:: Exercise task A ::
Name the three promises the writer made in the post about New Year's resolutions.
:: Exercise task B ::
Reproduce the stretch of the post about New Year's resolutions from "Last year I" through "year's eve alone.", swapping "fantastic" for "marvelous".
:: Exercise task C ::
Go on writing the post about New Year's resolutions from its last sentence.

:: Selection ::
▬▬▬
Ok, so here we are. Tomorrow is New Year's Eve!

Last year I was on the beach for the new year. It was fantastic; the place is wonderful (Pitangueiras beach in Guarujá). That night I didn't make any new year resolutions: I delayed that until the next day, when I made three promises. Learn to drive, exercise my own patience and not to spend the next new year's eve alone.

Number one was the one I managed to avoid the whole year: I had the chance, more than once, during 2006 of doing it. And yet, I did not. Shame on me, 'nuff said.

Number two was the subjective one; I'm not sure how much I accomplished in doing what I proposed to myself: patience was just a word I used for many things, including patience itself, tolerance and so on. Virtues I am aware I lack, at least a bit.
▬▬▬
:: Provided data ::
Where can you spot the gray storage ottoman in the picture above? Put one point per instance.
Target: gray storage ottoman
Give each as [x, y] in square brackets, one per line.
▬▬▬
:: Written reply A ::
Learn to drive, exercise my own patience, and not spend the next new year's eve alone.

:: Written reply B ::
Last year I was on the beach for the new year. It was marvelous; the place is wonderful (Pitangueiras beach in Guarujá). That night I didn't make any new year resolutions: I delayed that until the next day, when I made three promises. Learn to drive, exercise my own patience and not to spend the next new year's eve alone.

:: Written reply C ::
Number three was the one I wasn't sure I was going to fulfill. And yet, it is just another example of how our expectations are mistaken sometimes. The first one, learning to drive, was the one I was completely sure I was going to get done. Oh well. I can't say I was actually alone, of course. Not last year, and not now. I mean alone in another sense; without a girlfriend. There, I said it. This time, Sam is with me, in thought. She's very far away, visiting her mother for the holidays. I can't wait to see her again, I miss her very much. Anyway, before I get too far away from my point here, I just want to say that life has much more significance when one has someone like I have Sam. There are a lot of words I'd like to use to describe her and what I feel when I'm with her, but I don't feel comfortable talking about that like this. So, I'm gonna end this post right here.

Happy New Year.

Wednesday, December 27, 2006

Oh well.

Sometimes I catch myself wondering if I say too much in posts like the last one.

I think it cannot be helped. Sometimes we just have a lot to say, and not necessarily we know the best way to say it. So we say it anyway, as best as we can.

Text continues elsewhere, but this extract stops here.